___ Text to read ___

To give a full account of everything that was good about a night at Crystal Creek Meadows would take more space than is usually allotted for a review.
From the moment we arrived, I was put in mind of the poem "Cargoes", by the former English poet laureate John Masefield. Masefield’s poem enumerates in just 87 words the sense, sight, sounds and smells of three bulging container ships, packed to the rafters with gifts and exotic treasures.
The cottages at Crystal Creek Meadows are similarly packed.
Masefield’s poem speaks of a "Stately Spanish galleon coming from the Isthmus,
Dipping through the Tropics by the palm-green shores,
With a cargo of diamonds,
Topazes, and cinnamon, and gold moidores."
Our cottage – the aptly named "Billabong Spa" as we were to discover – also possessed an array of treasures.
Here is what struck me when I first walked in the door: The divine decor; ABC classic FM playing; a bedroom; a perhaps even bigger bathroom with a fantastic spa and disabled access; an oh-so-comfortable sitting room; a gloriously stocked kitchen, featuring a washing machine, fridge, stove and microwave (and I’m getting to the food); TV, DVD and video player; a fireplace stoked and ready to go; a veranda with a beautiful aspect, and privacy; essential oils, made on the property, and an oil burner, made on the property (a gift); and a king-sized bed to top it off.
And then there was the food and drink: chocolates on our pillows; a separate box of chocolates accompanied by a carafe of port; on the kitchen table, a selection of lamingtons, scones, Tim Tams, Anzac biscuits and assorted other delights; in the fridge, a bottle of champagne, a bottle of locally-made sauvignon blanc, a basket containing apples, oranges, grapefruit, from-the-property chook eggs, mushrooms, ham, spring onions, milk, yoghurt, whipped cream, a selection of divine locally-made Indian ready meals, and locally-made pickle to go with it; not to mention three types of cereal, coffee, both instant and real, and teas galore to choose from.
Ordinarily one would not bother to list the perks and individual pleasures of a given hotel or cottage, but Crystal Creek Meadows really was that good, in fact so overwhelmingly perfect, that it was difficult for this author to do otherwise.

___ Given information ___

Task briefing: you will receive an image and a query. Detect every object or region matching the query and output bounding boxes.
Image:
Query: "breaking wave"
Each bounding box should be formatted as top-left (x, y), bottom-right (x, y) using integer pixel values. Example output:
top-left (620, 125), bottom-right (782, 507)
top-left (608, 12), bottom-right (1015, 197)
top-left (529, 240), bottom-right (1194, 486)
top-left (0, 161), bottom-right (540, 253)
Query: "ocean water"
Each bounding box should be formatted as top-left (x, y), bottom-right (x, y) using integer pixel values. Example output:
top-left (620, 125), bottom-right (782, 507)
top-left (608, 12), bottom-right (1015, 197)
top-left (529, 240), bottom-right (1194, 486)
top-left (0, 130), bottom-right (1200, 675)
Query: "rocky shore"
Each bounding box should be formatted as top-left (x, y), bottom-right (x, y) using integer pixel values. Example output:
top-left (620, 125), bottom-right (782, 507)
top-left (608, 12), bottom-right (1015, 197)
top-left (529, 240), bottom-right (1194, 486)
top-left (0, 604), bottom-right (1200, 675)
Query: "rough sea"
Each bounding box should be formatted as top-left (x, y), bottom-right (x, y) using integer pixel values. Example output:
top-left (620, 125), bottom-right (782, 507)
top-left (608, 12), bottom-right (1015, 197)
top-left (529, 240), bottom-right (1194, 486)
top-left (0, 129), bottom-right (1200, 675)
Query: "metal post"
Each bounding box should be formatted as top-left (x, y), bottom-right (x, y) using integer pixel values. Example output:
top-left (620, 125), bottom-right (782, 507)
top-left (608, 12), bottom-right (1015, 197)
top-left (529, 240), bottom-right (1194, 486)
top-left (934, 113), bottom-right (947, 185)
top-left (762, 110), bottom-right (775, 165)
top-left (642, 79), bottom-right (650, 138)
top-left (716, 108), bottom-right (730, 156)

___

◆ Objectives
A – In the Crystal Creek Meadows review, what was the name of the cottage where the writer stayed?
B – Extend the Crystal Creek Meadows review by writing what comes after its final sentence.

◆ Task responses
A – Billabong Spa

B –
The NSW Government agrees, too. Crystal Creek claimed the best hosted accommodation award in the state for the second year in a row, just two weeks before we arrived.
On the available evidence, it was not difficult to understand why. Crystal Creek will now represent NSW in the national awards, in which it was "highly commended" last year.
The proprietors, Sophie and Christopher Warren, have thought of everything with their four discrete cottages. Two, including the Billabong, cater for romantic couples; two accommodate families. On the property, one can go for walks through the gardens, feed the chooks, sit by the creek, or stay in and borrow board games or DVDs.
And Kangaroo Valley is not short of activities, either. The delightful Cafe Bella, a fixture in the Sydney Morning Herald Good Food Guide, is a five-minute drive, and by no means the only place to eat in town.
There is also a local kayaking and canoeing company, for those who have a taste for adventure.
For those seeking the ultimate indulgence, an in-house day spa, complete with masseuse, is available as well.
And if that is not your cup of tea, arrangements can be made with Chris and Sophie to take their 1969 MG out for a tour of the local countryside, exploring the temperate rainforest.
In fact, it’s this last treat that brings me to one of the most interesting things about Crystal Creek Meadows – the property is also an environmentally friendly place to stay.
Chris has gone to great lengths to ensure the cottages’ green credentials.
Visitors to Crystal Creek can buy a tree for $3.50 to offset the carbon emissions from their journey.
The cabins are specially insulated and specially cooled to reduce electricity consumption (down 22 per cent and counting). All the power purchased for the property is green. In the sink of each cabin is a bucket that asks for all food scraps to be saved for the (very well fed, judging by appearances) chickens.
Chris says the message is that it is possible to indulge in life’s luxuries, but also to be eco-friendly.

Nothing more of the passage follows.